* BRIEF *
Restate the full set of records exactly, word for word.

* SUPPLIED RECORDS *
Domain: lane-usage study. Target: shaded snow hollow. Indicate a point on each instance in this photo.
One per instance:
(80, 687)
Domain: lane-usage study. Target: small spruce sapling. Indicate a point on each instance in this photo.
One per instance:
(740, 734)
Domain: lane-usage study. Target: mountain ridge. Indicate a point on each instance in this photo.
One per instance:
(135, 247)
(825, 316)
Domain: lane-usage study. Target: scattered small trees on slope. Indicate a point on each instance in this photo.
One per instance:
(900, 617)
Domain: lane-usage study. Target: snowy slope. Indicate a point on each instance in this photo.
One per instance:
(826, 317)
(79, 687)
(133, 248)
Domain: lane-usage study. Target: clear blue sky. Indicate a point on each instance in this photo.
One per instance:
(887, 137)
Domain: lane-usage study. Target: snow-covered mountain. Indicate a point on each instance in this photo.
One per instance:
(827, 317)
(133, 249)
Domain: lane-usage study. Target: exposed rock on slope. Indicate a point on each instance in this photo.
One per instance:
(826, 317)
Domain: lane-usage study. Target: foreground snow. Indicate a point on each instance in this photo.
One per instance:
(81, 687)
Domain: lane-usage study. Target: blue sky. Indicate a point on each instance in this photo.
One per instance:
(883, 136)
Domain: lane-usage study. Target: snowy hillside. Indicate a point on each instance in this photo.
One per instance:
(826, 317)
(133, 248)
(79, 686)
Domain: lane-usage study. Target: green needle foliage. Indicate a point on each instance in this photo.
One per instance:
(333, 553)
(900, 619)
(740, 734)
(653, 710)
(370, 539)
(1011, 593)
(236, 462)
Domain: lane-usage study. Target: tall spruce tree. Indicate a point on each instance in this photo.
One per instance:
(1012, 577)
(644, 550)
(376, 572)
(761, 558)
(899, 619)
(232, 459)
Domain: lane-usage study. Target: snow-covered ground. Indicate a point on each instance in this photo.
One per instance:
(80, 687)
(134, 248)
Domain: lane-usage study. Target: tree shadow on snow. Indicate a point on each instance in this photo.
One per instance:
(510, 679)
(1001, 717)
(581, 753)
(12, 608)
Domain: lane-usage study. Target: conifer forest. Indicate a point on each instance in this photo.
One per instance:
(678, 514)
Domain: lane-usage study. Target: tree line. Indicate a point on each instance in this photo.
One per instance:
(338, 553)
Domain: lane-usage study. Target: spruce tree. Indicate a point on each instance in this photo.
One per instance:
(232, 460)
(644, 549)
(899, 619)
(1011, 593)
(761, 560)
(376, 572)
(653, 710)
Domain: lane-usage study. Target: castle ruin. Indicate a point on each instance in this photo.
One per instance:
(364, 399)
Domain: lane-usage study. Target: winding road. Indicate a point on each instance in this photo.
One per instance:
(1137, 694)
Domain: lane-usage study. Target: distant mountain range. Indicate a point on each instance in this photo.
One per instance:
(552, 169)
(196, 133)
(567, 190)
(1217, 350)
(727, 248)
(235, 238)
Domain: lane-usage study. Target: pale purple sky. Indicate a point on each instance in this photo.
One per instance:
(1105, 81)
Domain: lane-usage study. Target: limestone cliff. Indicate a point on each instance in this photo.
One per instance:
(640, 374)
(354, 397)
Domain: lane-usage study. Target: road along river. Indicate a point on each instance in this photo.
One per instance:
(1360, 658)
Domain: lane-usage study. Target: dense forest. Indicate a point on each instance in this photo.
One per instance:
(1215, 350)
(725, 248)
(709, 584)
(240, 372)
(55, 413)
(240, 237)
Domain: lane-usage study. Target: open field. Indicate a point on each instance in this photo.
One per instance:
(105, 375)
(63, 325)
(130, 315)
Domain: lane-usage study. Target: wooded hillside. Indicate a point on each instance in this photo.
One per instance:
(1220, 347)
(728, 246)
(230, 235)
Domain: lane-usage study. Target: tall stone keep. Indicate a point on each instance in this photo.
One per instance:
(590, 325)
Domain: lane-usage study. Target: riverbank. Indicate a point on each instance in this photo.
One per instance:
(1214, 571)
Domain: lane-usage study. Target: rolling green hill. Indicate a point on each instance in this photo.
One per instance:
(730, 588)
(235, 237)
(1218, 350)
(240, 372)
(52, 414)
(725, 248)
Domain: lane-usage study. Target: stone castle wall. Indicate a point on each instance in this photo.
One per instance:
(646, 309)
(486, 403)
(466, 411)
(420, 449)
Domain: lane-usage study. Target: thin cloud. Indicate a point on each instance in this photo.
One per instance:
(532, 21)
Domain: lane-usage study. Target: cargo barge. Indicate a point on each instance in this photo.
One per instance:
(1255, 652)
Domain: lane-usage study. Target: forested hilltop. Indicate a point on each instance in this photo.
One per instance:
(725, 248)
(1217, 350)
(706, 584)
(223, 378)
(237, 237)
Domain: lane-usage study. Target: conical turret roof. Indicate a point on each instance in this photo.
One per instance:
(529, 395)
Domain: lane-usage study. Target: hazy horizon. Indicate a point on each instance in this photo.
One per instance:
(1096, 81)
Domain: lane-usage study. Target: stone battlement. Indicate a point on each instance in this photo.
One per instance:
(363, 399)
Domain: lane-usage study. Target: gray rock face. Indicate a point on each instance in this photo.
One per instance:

* COMPLETE OUTPUT *
Domain: lane-usage study. Target: shaded snow hollow. Indicate a point on each instance in this photo.
One per instance:
(80, 687)
Domain: lane-usage study. Target: small spruce sapling. Indicate a point on each instance in this photo.
One per instance:
(740, 734)
Domain: lane-usage study. Target: mountain ridge. Indicate a point on each instance in this photo.
One per instance:
(135, 247)
(825, 316)
Domain: lane-usage study. Target: scattered small trees on slope. Indicate a point on each instance in this photo.
One per instance:
(900, 617)
Domain: lane-usage study. Target: snowy slope. Indicate a point on each instance in this photo.
One per instance:
(826, 317)
(79, 687)
(133, 248)
Domain: lane-usage study. Target: clear blue sky. Indicate a point on each instance in this photo.
One per instance:
(887, 137)
Domain: lane-usage study. Target: snow-covered mountain. Indicate a point on each instance in this photo.
One per instance:
(827, 317)
(133, 249)
Domain: lane-usage study. Target: exposed rock on slope. Indicate a point on each instance in this photo.
One per instance:
(826, 317)
Domain: lane-usage study. Target: foreground snow. Indicate a point on each instance in this photo.
One per instance:
(81, 687)
Domain: lane-usage study. Target: blue sky. Indicate a point on each instance in this photo.
One per instance:
(883, 136)
Domain: lane-usage study. Target: snowy hillside. Indicate a point on each instance in this photo.
One per instance:
(826, 317)
(133, 248)
(79, 686)
Domain: lane-usage study. Target: green needle foliage. Indicate a point on each instance in this photo.
One per instance:
(333, 553)
(900, 619)
(740, 734)
(653, 710)
(370, 539)
(1011, 593)
(236, 462)
Domain: lane-usage study. Target: tall spruce tree. Indicate a point on each instance in this photo.
One per instance:
(1012, 577)
(644, 550)
(376, 572)
(761, 558)
(899, 619)
(232, 459)
Domain: lane-usage study. Target: snow-covered ground. Indicate a point on each instance in this photo.
One per instance:
(80, 687)
(134, 248)
Domain: lane-usage study. Target: tree shadow on snow. Indicate a point on each instance in this photo.
One per instance:
(510, 679)
(1001, 717)
(581, 753)
(12, 608)
Domain: lane-usage study. Target: conifer forest. Indicate a point on each instance in this photo.
One per instance:
(678, 514)
Domain: lane-usage study. Target: tree line. Indicate a point on each instance in this photo.
One per instance:
(338, 553)
Domain: lane-usage study. Target: spruce tree. Indicate a point on each instance in this photo.
One per instance:
(232, 460)
(644, 549)
(899, 619)
(1011, 593)
(761, 560)
(376, 572)
(653, 710)
Domain: lane-usage study. Target: castle ruin. Indicate a point on each instance in this photo.
One per instance:
(364, 399)
Domain: lane-usage study. Target: winding road. Indicate a point on each instance in this photo.
One per instance:
(1137, 694)
Domain: lane-usage study. Target: distant mountain range. Indicate a point on each instance in this photo.
One per instance:
(552, 169)
(196, 133)
(567, 190)
(1217, 350)
(727, 248)
(235, 238)
Domain: lane-usage study. Target: pale purple sky. Indicate a point on each instance in this photo.
One per instance:
(1105, 81)
Domain: lane-usage study. Target: limestone cliff. Indicate a point on each instance in this photo.
One per instance:
(640, 374)
(354, 397)
Domain: lane-usage study. Target: road along river. Indicate a point on each instance in this photo.
One per instance:
(1360, 658)
Domain: lane-usage study. Target: dense forest. Indicate a point on each instance in this photo.
One per instance:
(1215, 350)
(725, 248)
(709, 584)
(240, 372)
(55, 413)
(240, 237)
Domain: lane-usage study. Target: open field. Indicate a point on each instance in this photo.
One per instance:
(105, 375)
(63, 325)
(130, 315)
Domain: lane-usage study. Target: wooded hillside. Indicate a point on each instance in this photo.
One per instance:
(1220, 347)
(728, 246)
(230, 235)
Domain: lane-usage study. Target: tall stone keep. Indicate a point on each instance in this photo.
One per instance:
(590, 325)
Domain: lane-usage study. Target: riverbank. Indicate a point on each instance in this photo.
One per instance:
(1214, 571)
Domain: lane-usage study. Target: rolling green hill. Indicate a point on each instance in this photo.
One per instance:
(730, 588)
(235, 237)
(1218, 350)
(240, 372)
(52, 414)
(725, 248)
Domain: lane-usage study. Target: stone castle wall. Indicate a point on each instance in this photo.
One per instance:
(646, 309)
(486, 403)
(466, 411)
(420, 449)
Domain: lane-usage study. Target: thin cloud. Indicate a point on each instance in this photo.
One per instance:
(532, 21)
Domain: lane-usage study. Target: cargo barge. Indicate a point on each instance in this photo.
One per instance:
(1255, 652)
Domain: lane-usage study. Target: forested hilltop. Indicate a point on each instance in this photo.
One per instance:
(725, 248)
(1217, 350)
(706, 584)
(223, 378)
(237, 237)
Domain: lane-usage study. Target: conical turret roof. Indicate a point on each instance in this photo.
One per instance:
(529, 395)
Domain: lane-usage study. Target: hazy horizon. Indicate a point on each instance in this photo.
One per instance:
(1096, 81)
Domain: lane-usage study. Target: stone battlement. Indicate a point on each instance in this photo.
One per instance:
(363, 399)
Domain: lane-usage study. Target: gray rock face. Indicate a point on each instance in this photo.
One per instance:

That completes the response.